GMRC Review: The Big Time by Fritz Leiber Posted at 10:22 AM by Allie McCarn

allie

WWEnd Grand Master Reading ChallengeGuest Blogger, Allie McCarn, reviews science fiction and fantasy books on her blog Tethyan Books. She has contributed many great book reviews to WWEnd including several Grand Master reviews featured in our blog.


The Big Time

The Big Time by Fritz Leiber
Published: Galaxy Science Fiction, 1957
Awards Won: Hugo Award

The Book:

“Have you ever worried about your memory, because it doesn’t seem to recall exactly the same past from one day to the next? Have you ever thought that the whole universe might be a crazy, mixed-up dream? If you have, then you’ve had hints of the Change War.

**DATA SHOWN**

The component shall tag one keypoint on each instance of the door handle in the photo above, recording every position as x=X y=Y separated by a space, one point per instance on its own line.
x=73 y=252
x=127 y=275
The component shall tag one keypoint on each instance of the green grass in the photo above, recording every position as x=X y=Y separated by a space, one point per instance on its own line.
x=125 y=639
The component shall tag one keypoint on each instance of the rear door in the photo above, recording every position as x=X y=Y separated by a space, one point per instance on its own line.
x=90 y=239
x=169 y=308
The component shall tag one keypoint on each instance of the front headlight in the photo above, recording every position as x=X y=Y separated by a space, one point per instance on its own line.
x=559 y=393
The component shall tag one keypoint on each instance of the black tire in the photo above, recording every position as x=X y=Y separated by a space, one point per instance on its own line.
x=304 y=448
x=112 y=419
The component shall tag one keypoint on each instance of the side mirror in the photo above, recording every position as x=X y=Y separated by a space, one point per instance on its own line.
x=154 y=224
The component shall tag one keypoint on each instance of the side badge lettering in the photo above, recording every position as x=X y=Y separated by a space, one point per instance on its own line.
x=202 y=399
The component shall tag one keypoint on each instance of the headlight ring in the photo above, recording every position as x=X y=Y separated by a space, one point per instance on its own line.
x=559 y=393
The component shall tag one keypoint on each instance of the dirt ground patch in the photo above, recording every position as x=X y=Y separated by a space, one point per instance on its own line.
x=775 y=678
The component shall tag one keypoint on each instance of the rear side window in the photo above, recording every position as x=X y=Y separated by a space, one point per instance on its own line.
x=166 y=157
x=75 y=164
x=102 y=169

...

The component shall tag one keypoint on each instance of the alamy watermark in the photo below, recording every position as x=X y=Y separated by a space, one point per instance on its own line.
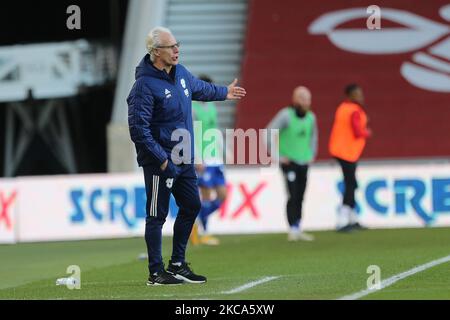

---

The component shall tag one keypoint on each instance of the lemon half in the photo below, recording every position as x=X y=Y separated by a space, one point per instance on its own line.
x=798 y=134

**OBJECTIVES**
a: Condense the paragraph of the review that begins "Have you ever worried about your memory" into one sentence that keeps its main points.
b: Rewrite the rows, everything from the one containing "of the green" down to the one containing "x=202 y=399", with "keypoint" replaced by "marker" and all else left unchanged.

**SET OF ANSWERS**
a: If you have ever worried that your memory recalls a slightly different past from one day to the next, or thought the whole universe might be a crazy, mixed-up dream, then you've had hints of the Change War.

b:
The component shall tag one marker on each instance of the green grass in the photo above, recording every position as x=X y=Y separated by a space, one point per instance on its own line.
x=125 y=639
The component shall tag one marker on each instance of the rear door in the photo above, recording every position as x=X y=Y separated by a space, one point per instance on its own line.
x=90 y=239
x=169 y=308
The component shall tag one marker on each instance of the front headlight in the photo above, recording every position as x=X y=Y separated by a space, one point per instance on its own line.
x=559 y=393
The component shall tag one marker on each instance of the black tire in the photo above, recording every position as x=X y=Y separated by a space, one point per instance on its own line.
x=304 y=448
x=112 y=419
The component shall tag one marker on each instance of the side mirror in the photo above, recording every position as x=X y=Y separated by a space, one point per instance on its own line.
x=154 y=224
The component shall tag one marker on each instance of the side badge lettering in the photo above, recording every position as x=X y=Y separated by a space, one point per instance on its own line.
x=202 y=399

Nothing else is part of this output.